[Instruction] Gather every line in the rows below that contains the string "tote", and copy each one in full.

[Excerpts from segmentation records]
******************************
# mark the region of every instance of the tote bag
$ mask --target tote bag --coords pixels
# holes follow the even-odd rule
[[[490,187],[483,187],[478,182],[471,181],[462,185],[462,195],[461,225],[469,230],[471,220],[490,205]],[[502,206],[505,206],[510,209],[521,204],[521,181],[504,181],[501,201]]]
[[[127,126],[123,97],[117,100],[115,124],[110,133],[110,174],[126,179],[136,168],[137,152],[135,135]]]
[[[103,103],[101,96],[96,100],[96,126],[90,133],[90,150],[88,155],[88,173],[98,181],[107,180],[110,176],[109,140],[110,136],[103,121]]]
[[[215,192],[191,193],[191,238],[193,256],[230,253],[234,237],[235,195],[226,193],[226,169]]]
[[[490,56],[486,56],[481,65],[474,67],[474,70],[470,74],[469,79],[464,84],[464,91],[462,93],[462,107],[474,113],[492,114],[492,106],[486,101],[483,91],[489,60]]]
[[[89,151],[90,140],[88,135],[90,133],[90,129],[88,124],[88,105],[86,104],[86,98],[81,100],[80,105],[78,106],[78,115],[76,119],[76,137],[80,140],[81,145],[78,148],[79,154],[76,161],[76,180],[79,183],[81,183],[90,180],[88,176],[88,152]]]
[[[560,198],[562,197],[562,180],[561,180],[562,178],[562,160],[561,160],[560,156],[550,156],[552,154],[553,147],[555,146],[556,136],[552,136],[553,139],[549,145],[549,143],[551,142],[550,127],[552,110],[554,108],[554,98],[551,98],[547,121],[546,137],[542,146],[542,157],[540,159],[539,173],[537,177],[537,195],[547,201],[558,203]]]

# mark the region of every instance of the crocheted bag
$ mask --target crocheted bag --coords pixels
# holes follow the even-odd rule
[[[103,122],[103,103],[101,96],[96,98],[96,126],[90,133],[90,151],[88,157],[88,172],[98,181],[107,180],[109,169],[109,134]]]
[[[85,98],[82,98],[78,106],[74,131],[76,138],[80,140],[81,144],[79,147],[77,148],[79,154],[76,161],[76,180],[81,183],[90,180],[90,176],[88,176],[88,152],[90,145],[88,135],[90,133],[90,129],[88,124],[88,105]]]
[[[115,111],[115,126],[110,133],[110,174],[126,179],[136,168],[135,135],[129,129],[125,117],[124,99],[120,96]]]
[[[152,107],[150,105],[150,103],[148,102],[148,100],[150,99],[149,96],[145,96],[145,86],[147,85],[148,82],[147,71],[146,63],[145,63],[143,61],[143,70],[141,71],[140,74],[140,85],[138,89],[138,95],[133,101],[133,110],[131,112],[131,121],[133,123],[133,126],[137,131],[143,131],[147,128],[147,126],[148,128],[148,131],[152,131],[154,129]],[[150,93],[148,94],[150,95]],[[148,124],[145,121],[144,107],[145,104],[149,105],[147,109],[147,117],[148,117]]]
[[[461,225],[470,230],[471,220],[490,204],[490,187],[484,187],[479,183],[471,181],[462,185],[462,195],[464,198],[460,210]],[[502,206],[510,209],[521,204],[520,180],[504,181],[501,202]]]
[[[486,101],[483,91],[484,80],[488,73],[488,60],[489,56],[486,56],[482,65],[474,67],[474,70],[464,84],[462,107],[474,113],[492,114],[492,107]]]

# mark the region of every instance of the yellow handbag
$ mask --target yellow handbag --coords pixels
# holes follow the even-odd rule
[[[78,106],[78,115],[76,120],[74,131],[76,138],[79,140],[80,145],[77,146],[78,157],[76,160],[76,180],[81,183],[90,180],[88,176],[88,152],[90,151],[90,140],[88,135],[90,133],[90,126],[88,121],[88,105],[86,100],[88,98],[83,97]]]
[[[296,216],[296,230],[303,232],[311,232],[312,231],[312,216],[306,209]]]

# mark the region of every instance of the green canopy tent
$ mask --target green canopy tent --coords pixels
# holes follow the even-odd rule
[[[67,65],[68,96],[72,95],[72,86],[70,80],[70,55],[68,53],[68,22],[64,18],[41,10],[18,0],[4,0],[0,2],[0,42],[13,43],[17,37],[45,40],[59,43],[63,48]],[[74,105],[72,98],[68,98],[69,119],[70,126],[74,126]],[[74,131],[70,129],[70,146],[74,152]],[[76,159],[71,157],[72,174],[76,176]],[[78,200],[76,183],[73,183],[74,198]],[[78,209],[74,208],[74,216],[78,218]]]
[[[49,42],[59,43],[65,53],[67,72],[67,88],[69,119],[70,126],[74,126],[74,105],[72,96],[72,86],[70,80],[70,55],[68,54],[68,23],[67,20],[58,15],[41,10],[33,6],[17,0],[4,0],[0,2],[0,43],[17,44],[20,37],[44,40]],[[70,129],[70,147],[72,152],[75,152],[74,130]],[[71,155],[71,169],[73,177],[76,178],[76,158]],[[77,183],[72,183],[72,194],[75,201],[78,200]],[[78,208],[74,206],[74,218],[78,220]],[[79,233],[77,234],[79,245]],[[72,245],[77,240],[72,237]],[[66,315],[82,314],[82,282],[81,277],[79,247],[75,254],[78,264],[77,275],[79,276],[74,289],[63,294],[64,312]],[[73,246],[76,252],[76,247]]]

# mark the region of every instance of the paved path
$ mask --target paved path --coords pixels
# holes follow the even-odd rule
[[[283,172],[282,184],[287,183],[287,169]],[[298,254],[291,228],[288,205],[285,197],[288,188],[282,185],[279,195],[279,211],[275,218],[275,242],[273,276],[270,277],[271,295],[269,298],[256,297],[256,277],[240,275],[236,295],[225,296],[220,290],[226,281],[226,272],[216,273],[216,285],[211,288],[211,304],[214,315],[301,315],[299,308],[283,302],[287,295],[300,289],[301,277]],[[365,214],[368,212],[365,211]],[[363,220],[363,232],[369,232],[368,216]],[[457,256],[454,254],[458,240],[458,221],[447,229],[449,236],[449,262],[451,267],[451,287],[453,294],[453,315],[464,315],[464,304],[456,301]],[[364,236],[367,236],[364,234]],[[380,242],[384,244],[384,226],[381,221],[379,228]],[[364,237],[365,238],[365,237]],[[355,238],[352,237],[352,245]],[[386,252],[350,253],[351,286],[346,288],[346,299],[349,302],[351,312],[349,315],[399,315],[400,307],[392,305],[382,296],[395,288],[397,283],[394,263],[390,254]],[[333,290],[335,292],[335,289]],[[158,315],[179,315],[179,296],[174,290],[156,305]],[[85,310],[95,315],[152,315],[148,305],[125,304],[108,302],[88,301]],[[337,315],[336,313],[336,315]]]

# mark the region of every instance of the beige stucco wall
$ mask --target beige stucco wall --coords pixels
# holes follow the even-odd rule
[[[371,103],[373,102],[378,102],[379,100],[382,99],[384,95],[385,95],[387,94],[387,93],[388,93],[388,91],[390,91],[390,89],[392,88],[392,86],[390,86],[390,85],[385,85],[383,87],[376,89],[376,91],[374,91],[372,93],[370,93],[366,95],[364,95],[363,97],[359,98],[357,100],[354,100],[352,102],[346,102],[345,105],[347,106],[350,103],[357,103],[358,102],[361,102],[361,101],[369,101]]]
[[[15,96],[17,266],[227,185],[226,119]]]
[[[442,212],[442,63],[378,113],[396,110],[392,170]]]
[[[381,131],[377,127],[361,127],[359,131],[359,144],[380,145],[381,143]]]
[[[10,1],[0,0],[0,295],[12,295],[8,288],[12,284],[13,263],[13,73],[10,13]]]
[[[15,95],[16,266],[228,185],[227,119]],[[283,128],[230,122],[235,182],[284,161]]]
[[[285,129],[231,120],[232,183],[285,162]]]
******************************
[Answer]
# mark the region of every instance of the tote bag
$ mask --target tote bag --coords pixels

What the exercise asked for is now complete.